● PROBLEM REQUIREMENTS
The required output is the exact sequence of lines from the line holding "log --shape polygon" to the end of the records, inclusive.

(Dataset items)
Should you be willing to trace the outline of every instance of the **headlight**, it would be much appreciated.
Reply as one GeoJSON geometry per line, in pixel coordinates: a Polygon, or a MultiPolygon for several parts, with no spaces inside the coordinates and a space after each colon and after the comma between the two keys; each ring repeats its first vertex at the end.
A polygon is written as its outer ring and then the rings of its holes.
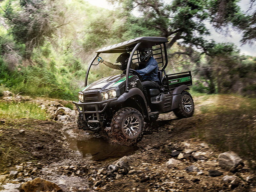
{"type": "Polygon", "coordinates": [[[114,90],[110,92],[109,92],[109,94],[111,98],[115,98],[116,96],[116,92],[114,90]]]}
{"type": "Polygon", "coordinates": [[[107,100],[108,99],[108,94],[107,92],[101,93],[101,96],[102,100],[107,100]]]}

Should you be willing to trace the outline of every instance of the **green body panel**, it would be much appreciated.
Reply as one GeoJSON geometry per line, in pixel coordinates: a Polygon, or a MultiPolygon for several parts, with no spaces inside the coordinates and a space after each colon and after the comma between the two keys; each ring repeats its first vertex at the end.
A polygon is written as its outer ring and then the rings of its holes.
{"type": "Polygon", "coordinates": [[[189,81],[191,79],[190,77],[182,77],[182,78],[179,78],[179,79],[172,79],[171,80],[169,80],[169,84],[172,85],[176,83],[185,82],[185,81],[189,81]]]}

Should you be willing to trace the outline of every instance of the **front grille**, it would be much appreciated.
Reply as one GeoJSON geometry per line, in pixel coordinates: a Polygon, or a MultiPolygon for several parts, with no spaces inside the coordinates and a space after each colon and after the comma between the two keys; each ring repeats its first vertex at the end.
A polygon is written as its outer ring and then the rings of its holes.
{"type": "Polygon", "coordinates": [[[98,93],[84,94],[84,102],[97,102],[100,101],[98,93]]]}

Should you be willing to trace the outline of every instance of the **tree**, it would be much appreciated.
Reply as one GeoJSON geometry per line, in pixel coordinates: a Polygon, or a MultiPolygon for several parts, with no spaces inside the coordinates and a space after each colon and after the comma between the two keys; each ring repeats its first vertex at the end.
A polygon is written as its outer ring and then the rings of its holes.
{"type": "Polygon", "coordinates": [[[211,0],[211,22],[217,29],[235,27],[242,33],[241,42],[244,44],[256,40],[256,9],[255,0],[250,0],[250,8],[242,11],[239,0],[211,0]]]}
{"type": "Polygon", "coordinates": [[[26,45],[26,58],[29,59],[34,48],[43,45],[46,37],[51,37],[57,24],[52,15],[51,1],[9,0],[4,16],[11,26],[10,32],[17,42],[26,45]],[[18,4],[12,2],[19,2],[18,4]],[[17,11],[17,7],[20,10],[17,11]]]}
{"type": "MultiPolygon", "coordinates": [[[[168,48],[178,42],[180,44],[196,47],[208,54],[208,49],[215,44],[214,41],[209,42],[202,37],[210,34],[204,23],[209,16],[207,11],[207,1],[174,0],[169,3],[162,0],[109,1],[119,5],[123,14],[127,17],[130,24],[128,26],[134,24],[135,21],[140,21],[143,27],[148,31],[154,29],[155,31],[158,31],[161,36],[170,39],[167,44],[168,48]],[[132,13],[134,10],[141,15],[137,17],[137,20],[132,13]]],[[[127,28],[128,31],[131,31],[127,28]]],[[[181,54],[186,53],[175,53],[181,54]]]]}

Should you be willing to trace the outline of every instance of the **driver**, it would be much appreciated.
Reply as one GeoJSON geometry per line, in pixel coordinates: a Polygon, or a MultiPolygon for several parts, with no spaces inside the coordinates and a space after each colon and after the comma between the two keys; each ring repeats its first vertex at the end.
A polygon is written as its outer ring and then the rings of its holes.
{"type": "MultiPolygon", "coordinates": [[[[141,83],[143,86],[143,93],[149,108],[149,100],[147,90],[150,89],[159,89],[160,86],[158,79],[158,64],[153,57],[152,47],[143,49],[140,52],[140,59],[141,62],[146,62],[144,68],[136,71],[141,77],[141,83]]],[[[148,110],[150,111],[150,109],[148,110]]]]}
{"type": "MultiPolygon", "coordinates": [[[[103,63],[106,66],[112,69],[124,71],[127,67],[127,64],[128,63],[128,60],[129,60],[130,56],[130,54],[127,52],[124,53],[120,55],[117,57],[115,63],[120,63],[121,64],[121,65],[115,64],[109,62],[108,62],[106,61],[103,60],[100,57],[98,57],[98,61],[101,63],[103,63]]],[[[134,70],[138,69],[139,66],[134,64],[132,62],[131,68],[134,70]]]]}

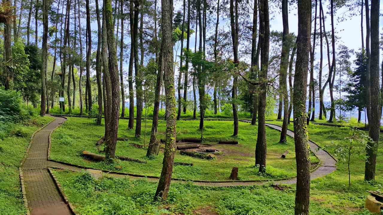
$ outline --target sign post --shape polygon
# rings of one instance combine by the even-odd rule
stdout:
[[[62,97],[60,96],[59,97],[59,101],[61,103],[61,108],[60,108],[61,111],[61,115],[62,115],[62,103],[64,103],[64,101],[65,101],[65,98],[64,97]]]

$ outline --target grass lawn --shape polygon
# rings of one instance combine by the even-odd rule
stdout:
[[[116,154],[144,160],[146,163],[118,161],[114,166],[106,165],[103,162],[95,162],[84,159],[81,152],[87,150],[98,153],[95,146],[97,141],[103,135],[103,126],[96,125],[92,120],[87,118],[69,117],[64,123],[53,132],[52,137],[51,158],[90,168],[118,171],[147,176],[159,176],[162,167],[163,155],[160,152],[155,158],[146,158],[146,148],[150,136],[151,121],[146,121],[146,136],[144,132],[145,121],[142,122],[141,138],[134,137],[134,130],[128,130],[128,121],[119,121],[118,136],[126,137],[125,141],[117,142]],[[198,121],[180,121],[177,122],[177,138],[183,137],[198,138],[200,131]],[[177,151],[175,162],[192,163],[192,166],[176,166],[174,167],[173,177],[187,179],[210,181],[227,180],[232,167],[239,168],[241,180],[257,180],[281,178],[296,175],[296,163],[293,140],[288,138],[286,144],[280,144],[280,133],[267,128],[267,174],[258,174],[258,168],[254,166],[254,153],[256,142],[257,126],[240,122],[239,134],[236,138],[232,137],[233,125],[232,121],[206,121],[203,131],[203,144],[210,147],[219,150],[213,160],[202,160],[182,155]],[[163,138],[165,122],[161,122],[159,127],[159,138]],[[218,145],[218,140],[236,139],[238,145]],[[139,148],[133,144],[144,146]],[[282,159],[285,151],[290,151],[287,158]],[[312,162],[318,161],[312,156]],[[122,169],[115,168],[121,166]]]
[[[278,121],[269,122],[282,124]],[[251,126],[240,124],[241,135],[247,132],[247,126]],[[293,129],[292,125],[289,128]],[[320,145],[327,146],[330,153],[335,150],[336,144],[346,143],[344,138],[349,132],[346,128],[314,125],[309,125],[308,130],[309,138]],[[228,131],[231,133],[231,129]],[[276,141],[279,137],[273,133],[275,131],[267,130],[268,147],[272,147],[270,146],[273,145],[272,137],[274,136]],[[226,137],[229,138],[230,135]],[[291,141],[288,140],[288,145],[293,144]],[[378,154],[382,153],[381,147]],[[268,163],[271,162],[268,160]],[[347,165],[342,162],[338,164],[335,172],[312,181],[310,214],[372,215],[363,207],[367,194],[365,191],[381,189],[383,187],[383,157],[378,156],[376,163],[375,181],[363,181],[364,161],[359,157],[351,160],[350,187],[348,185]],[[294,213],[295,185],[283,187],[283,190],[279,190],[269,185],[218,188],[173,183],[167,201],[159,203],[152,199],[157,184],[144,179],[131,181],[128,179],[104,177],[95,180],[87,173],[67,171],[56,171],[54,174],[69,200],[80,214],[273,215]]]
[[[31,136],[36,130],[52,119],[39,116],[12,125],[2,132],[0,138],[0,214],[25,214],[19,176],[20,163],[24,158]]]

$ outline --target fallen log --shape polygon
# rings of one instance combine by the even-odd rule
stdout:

● COMPLETE RESPONSE
$ outline --target fallen log --shape polygon
# rings of one instance combine by the even-odd rule
stdout:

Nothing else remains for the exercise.